[BEGIN Source]

Yes, it is about the fact that I will get exactly what you ask for every time, so I am very careful now about what I ask for. An example is my request two years ago when I was ready to date again. I asked, “Please let me find someone who is exactly like me, then they will understand me.” Yow!

And that is what I got. The formidable mirror for me. The one who showed me everything about myself that I loved and hated the most. We brought out the best and the worst of each other and it was so powerful of an experience that it broke through my deepest fears at the time to bring me to the biggest fear of my life.

I am living that now; and walking through it. My belief that I will be alone, homeless and penniless at 56. Well, I am not. I am at the bottom of the ladder set to move up. In the past week, I have gone into the deepest depths of the hell of my ego only to find that my move was just about speaking up when I needed to and getting more information.

The information I had been keeping in my head, ruminating, was only getting me into trouble. Surprise, it was only a belief I had and beliefs can be changed. That is what I am doing; changing those beliefs.

And… it goes deeper than that.

What I am also finding is that the mirror was there for me to see how to forgive, protect and love myself. To listen closely to that small voice within that once I break through the barriers of my own stubbornness and allow, begins to speak louder and louder and points me, believe it or not, in the direction I have been wanting to go in my entire life.

I have always wanted to help others. Here’s a challenge. I can’t help others if I can’t even help myself. The first lesson I learned when I landed in this place in my life at present.

The third day I was here, I helped one of the people staying in place I’m living. The very next day I lost it. All of emotions began to erupt. My thoughts went to, “I’m running out of money. I don’t know where the next batch of money will come from. I can’t pay my bills. I can’t buy food. I CAN’T TAKE CARE OF MYSELF!”

I completely and unequivocally erupted into losing myself and it was the best thing that ever happened. I had texted one of my friends about what was happening, and he basically gave me the permission to “lose it.”

In fact, the suggestion given was to lose it so that fear will have nothing to enslave me with. The fear is my prison. I have been living in this prison my entire life. When he gave me permission to do just that, I felt a freedom I had never felt before. I got to make my own choice and didn’t have to hold back to make sure that I wouldn’t scare or hurt anyone, something I had been doing my entire life.

He continued to say to “Lose it, get creative and keep moving forward. Your dreams are waiting for your embrace on the other side of your fears.”

Woah… that sunk into the depths of my soul. I cried and cried. I yelled into my pillow. I released. And when I sat up, I had no idea what to do. I felt like my room was spinning and things were surreal. I was in the void; not knowing what to do next and not caring about what I had already done.

Everything throughout the week leading up to that point did not prepare me for what was about to happen. I was supposed to have a meeting with a success coach who was going to walk me through my next steps with creating my business. I couldn’t do it, so I contacted him and told him what was going on and he said he still wanted to meet. What? OK

I’ve been saying yes to all opportunities, so why not?

While I was talking to him, he brought me down; down to the bottom, to that place where there is only one way to go. He told me that if I stay in the spot of business as usual in a higher level than where I am actually at, then I won’t be able to walk through where I am actually at.

What?

That made so much sense to me.

He said, “You can’t celebrate the higher level of achievement that you don’t even have yet if you don’t celebrate where you are not.”

[END Source]
[BEGIN Data extract]

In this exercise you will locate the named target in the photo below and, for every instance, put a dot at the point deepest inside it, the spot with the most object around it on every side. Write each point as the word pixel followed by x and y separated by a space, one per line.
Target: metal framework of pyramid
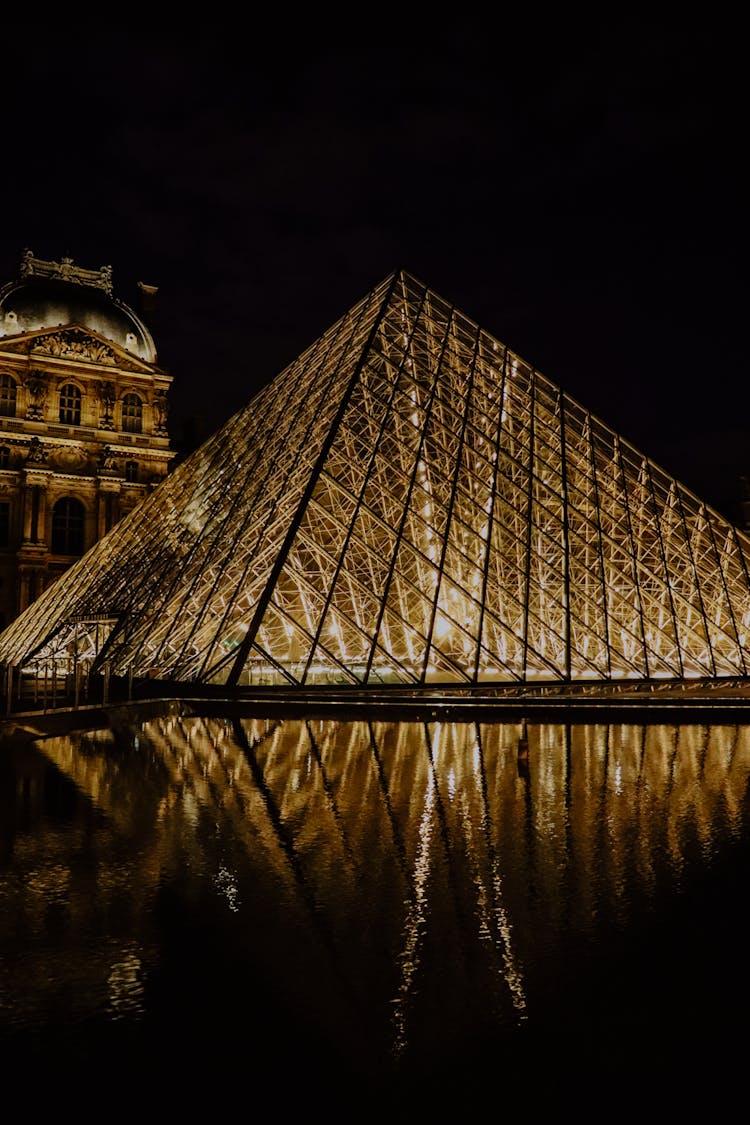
pixel 409 503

[END Data extract]

What you need to do.
1. Condense the essay's paragraph that begins "In fact, the suggestion given" into two or three shorter sentences, keeping its main points.
2. According to the essay, at what age did the writer believe they would end up alone, homeless and penniless?

Solved problems.
1. The friend suggested losing it so that fear, a lifelong prison, would have nothing to enslave the writer with. That permission brought a freedom the writer had never felt: the chance to make a personal choice without holding back to avoid scaring or hurting anyone, as the writer had done all along.

2. At 56.